- **Provided data**
#####

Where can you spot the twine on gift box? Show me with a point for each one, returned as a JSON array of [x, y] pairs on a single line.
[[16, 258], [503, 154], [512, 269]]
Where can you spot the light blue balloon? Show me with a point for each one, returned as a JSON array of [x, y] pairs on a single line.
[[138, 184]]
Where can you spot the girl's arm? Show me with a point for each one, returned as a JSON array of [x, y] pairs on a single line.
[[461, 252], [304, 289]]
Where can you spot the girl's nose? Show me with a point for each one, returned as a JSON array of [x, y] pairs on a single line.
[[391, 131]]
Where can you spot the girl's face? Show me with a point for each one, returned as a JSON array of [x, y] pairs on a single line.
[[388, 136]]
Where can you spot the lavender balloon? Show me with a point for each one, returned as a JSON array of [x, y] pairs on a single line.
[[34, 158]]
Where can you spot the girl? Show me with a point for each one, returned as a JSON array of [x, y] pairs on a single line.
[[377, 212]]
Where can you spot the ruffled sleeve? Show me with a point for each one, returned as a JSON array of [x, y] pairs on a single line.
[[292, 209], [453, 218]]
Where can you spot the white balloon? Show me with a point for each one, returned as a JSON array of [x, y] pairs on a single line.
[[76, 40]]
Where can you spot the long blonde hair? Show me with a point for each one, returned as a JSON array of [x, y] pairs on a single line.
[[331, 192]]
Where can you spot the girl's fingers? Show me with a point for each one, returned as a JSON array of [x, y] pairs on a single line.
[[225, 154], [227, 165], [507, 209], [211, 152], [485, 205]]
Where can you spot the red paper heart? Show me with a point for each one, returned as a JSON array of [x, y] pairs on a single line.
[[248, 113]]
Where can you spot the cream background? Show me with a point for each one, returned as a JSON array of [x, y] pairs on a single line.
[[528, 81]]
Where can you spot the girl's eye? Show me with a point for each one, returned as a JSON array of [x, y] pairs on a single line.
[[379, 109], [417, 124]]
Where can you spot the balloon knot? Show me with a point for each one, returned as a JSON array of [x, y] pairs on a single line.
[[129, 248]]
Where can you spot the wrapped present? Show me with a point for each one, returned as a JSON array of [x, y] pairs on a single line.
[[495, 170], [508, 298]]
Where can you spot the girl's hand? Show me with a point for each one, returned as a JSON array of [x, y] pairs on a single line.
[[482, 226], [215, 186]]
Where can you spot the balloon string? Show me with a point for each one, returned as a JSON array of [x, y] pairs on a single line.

#####

- **Instruction**
Could you write out everything from the start of the rows down to the row containing "[[248, 113]]", changing "girl's" to "child's" and leaving the rest untouched?

- **Solution for this task**
Where can you spot the twine on gift box? Show me with a point for each one, returned as a JSON array of [x, y] pairs on a single line.
[[16, 258], [503, 154], [512, 269]]
Where can you spot the light blue balloon? Show me with a point for each one, returned as a JSON array of [x, y] pairs on a single line.
[[138, 184]]
Where can you spot the child's arm? Show me with a point for each one, returned as a JSON array of [x, y] pairs on a single line.
[[461, 252], [304, 289]]
Where can you spot the child's nose? Show me with a point for each one, returned as a JSON array of [x, y] pairs on a single line.
[[391, 131]]
Where can you spot the child's face? Show me with a point for each one, returned as a JSON array of [x, y] pairs on a single line.
[[388, 136]]
Where can you spot the lavender balloon? Show me with a point for each one, returned as a JSON array of [x, y] pairs on a single line.
[[34, 158]]
Where can you spot the girl? Show me with a point for each one, returned as a JSON array of [x, y] pairs on a single line.
[[377, 212]]
Where can you spot the ruffled sleeve? Show me with a point for each one, returned as a JSON array of [x, y] pairs on a single line.
[[292, 209], [453, 218]]
Where can you spot the white balloon? Show me with a point for each one, returned as a JSON array of [x, y] pairs on a single line.
[[76, 40]]
Where can you spot the long blonde hair? Show me with a point for each one, returned as a JSON array of [x, y] pairs on a single line.
[[331, 192]]
Where can you spot the child's fingers? Show me with a point for each one, returned as a JSON array of [x, y] pairs on a single line.
[[225, 154], [227, 165], [507, 209], [211, 152], [485, 205]]
Where can you spot the red paper heart? Show me with a point for each one, returned as a JSON array of [x, y] pairs on a single line.
[[248, 113]]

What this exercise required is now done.